→ **Activity**:
Please continue the newsgroup argument below about Ingres and classical art, starting right after its final sentence.

→ **Text segment**:
[Start of section]
Try writing for an artzy fartzy magazine.
>
>LOL! finally mani deli, you came out of the closet. ingres and
>leonardo can go fuck themselves,as can all your painting du papá, du
>qualité classical traditionalist realist mimetic piece of shit
>''artists'' you certainly took a long time to finally mention.
Sounds like low-life.
>"sirblob" <sirb...@hotmail.com> wrote in message
>news:1170564279....@a34g2000cwb.googlegroups.com...
...
>> there's more from where that came from.
>> what a master the neo-classicist ingres be. and so many people are
>> aware of such beauty. if only academics were. if only they listened
>> to us the middlebrows' appeals to higher authority. long live ingres!
>> long live ingres! long live ingres!
>>
>
> Didn't some physician who was also an artist prove that there
>are a few extra vertebrae in that spine?
Is that like Spinal Tap going to 11, and all?
Lee Rudolph
Nah, more like a no-life; low-lifes even when not intelligent tend to be
interestingly cunning. Given this guy's lack of skill, knowledge,
imagination, and his reliance on a few tired phrases endlessly repeated I'd
hazard he's probably a Microsoft Helpdesk type....
CB
LOL! given your track record in admitting you can't understand
''french philosophy'', any reception of ''skill, knowledge,
imagination and heterogeneity of perception' on your part would, in
fact, imply a lack of skill, knowledge, imagination and heterogeneous
perception capacities on my part. every bit as explainable as the
shortcomings of the pre-20th century art history you revere and the
middlbrow crap you pretend you don't have to defend today.
and even if you were competent, your sentences wouldn't count since
your ideology is just as thin and twisted as that of mani deli's. so,
really, no need for all the adjectives, decoration and rhetoric just
to hide the fact you were rooting for the likes of ingres all this
time.
[End of section]
→ **Material shown**:
[Start of section]
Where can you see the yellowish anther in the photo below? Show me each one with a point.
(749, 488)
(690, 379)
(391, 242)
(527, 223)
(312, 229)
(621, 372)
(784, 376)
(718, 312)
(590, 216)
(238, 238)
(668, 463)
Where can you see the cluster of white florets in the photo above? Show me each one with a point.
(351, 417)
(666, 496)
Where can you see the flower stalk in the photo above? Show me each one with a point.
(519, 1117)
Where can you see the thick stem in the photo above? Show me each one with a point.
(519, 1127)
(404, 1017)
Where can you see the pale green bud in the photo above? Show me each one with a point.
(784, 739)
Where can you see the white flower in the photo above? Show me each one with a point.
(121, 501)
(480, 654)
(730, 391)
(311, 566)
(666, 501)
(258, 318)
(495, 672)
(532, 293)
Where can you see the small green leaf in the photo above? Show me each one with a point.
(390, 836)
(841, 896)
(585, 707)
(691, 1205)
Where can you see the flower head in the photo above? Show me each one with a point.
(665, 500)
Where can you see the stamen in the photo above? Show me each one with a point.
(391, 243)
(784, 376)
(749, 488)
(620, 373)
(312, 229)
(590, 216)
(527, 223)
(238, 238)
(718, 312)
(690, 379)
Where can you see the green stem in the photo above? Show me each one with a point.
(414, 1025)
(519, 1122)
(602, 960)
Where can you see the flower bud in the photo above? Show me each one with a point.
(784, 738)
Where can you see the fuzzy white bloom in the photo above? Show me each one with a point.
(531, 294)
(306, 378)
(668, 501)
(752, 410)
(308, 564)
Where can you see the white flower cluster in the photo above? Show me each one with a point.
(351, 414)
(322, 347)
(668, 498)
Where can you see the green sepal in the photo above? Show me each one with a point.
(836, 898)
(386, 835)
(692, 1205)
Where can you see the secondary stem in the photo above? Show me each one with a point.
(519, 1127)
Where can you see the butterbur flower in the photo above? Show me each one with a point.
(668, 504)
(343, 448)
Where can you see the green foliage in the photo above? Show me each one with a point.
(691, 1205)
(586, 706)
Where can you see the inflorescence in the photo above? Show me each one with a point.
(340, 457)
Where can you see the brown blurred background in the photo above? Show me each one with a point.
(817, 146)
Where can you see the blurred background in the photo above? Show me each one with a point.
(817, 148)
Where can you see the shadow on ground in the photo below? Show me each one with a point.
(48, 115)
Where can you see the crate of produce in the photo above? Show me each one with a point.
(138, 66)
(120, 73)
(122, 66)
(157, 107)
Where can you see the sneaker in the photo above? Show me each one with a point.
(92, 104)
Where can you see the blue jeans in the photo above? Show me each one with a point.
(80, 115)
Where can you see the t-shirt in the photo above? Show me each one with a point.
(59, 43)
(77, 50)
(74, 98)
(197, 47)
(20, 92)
[End of section]
→ **Response area**:
tell me more about that zero sum equation you found so hard to
understand. maybe i can help you out. and you're allowed to ask one
question, balders:
and that's precisely what postmdernism has done, take away the
seriousness from the conservative traditional paradigm of art-as-
mimesis-and-commerce. the only rhetorical tool these very conservative
traditionalists have left is to use the very techniques duchamp and
warhol already used to ridicule them.
it's very easy to understand and, upsettingly, unempowering for you
middlebrows. with division and labour and specialisation, middlebrows
are just robots subjected to whatever instrumental rationality's in
fashion. and if artists have gone in ways you don't understand it's
simply because exposed to more art, they're better than you at
perception. tough luck.
and that's precisely what postmdernism has done,
and there was me - blaming it on the boogie......
take away the
seriousness from the conservative traditional paradigm of art-as-
mimesis-and-commerce. the only rhetorical tool these very conservative
traditionalists have left is to use the very techniques duchamp and
warhol already used to ridicule them.
do they?
no. beckham takes himself very seriously.
>
> take away the
> seriousness from the conservative traditional paradigm of art-as-
> mimesis-and-commerce. the only rhetorical tool these very conservative
> traditionalists have left is to use the very techniques duchamp and
> warhol already used to ridicule them.
>
> do they?
well, my darling james, there is one difference. duchamp and cezanne
were charming and efficient in their ridicule. the response from the
ingres crowd is just amusing simulation.